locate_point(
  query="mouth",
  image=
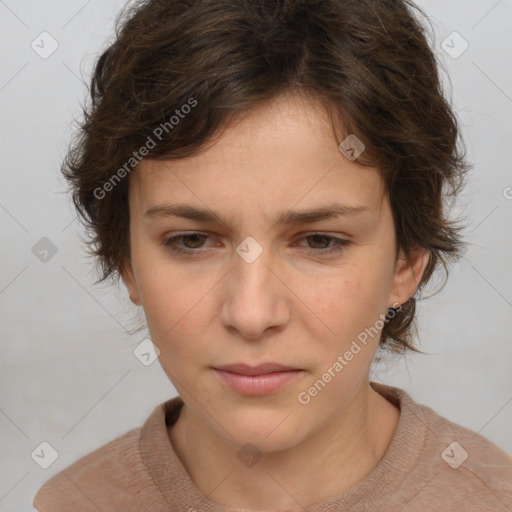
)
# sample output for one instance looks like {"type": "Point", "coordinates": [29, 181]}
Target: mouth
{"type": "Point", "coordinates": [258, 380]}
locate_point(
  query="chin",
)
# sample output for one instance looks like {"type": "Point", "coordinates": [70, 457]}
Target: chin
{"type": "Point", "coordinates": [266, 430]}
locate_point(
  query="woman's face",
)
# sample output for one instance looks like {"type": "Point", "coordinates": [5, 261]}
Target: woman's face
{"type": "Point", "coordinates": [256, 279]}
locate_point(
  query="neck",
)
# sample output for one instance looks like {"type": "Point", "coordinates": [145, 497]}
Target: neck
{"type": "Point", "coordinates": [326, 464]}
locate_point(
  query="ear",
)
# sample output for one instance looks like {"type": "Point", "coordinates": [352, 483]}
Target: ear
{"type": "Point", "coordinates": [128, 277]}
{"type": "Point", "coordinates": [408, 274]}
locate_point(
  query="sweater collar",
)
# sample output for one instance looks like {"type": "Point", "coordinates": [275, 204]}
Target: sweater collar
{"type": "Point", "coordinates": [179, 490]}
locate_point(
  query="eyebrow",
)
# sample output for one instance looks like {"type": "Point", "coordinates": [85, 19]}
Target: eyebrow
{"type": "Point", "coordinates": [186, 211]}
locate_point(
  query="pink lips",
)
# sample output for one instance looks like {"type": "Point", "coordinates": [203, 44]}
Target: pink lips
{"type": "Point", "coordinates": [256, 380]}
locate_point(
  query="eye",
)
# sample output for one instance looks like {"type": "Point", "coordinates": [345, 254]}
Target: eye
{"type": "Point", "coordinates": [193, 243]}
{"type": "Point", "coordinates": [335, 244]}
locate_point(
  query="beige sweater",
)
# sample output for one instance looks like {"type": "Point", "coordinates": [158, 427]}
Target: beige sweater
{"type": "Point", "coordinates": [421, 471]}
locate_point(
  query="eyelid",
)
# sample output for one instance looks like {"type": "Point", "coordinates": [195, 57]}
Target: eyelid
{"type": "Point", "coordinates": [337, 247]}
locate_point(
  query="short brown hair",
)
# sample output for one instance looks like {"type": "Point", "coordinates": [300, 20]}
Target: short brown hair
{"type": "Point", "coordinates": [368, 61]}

================

STATED EXERCISE
Copy out all of the material exactly as written, without its pictures.

WRITTEN SOLUTION
locate_point(
  query="mouth",
  image=
)
# sample output for one instance looks like {"type": "Point", "coordinates": [29, 181]}
Target: mouth
{"type": "Point", "coordinates": [258, 380]}
locate_point(
  query="chin",
)
# sample output for one instance looks like {"type": "Point", "coordinates": [70, 457]}
Target: chin
{"type": "Point", "coordinates": [266, 430]}
locate_point(
  query="woman's face",
)
# sample output for one instance looks like {"type": "Point", "coordinates": [5, 261]}
Target: woman's face
{"type": "Point", "coordinates": [256, 279]}
locate_point(
  query="neck",
)
# sample output for one instance looks like {"type": "Point", "coordinates": [145, 497]}
Target: neck
{"type": "Point", "coordinates": [326, 464]}
locate_point(
  query="ear",
)
# sample output for one instance looks like {"type": "Point", "coordinates": [352, 483]}
Target: ear
{"type": "Point", "coordinates": [128, 277]}
{"type": "Point", "coordinates": [408, 274]}
locate_point(
  query="sweater collar",
)
# sample output for one instance looks like {"type": "Point", "coordinates": [275, 204]}
Target: sweater collar
{"type": "Point", "coordinates": [179, 490]}
locate_point(
  query="eyebrow",
)
# sample output for one instance looks like {"type": "Point", "coordinates": [85, 19]}
Target: eyebrow
{"type": "Point", "coordinates": [186, 211]}
locate_point(
  query="pink lips",
)
# sample output for one instance looks like {"type": "Point", "coordinates": [203, 44]}
Target: pink lips
{"type": "Point", "coordinates": [256, 380]}
locate_point(
  query="eye",
)
# sample output for one instance looks like {"type": "Point", "coordinates": [345, 254]}
Target: eye
{"type": "Point", "coordinates": [193, 243]}
{"type": "Point", "coordinates": [335, 244]}
locate_point(
  query="beige sweater",
)
# sample output for one instance looks like {"type": "Point", "coordinates": [158, 427]}
Target: beige sweater
{"type": "Point", "coordinates": [421, 471]}
locate_point(
  query="eyelid",
)
# sample output for one instance looks like {"type": "Point", "coordinates": [195, 57]}
Target: eyelid
{"type": "Point", "coordinates": [337, 247]}
locate_point(
  query="short brown hair",
)
# sample output for one instance looks like {"type": "Point", "coordinates": [300, 20]}
Target: short brown hair
{"type": "Point", "coordinates": [368, 61]}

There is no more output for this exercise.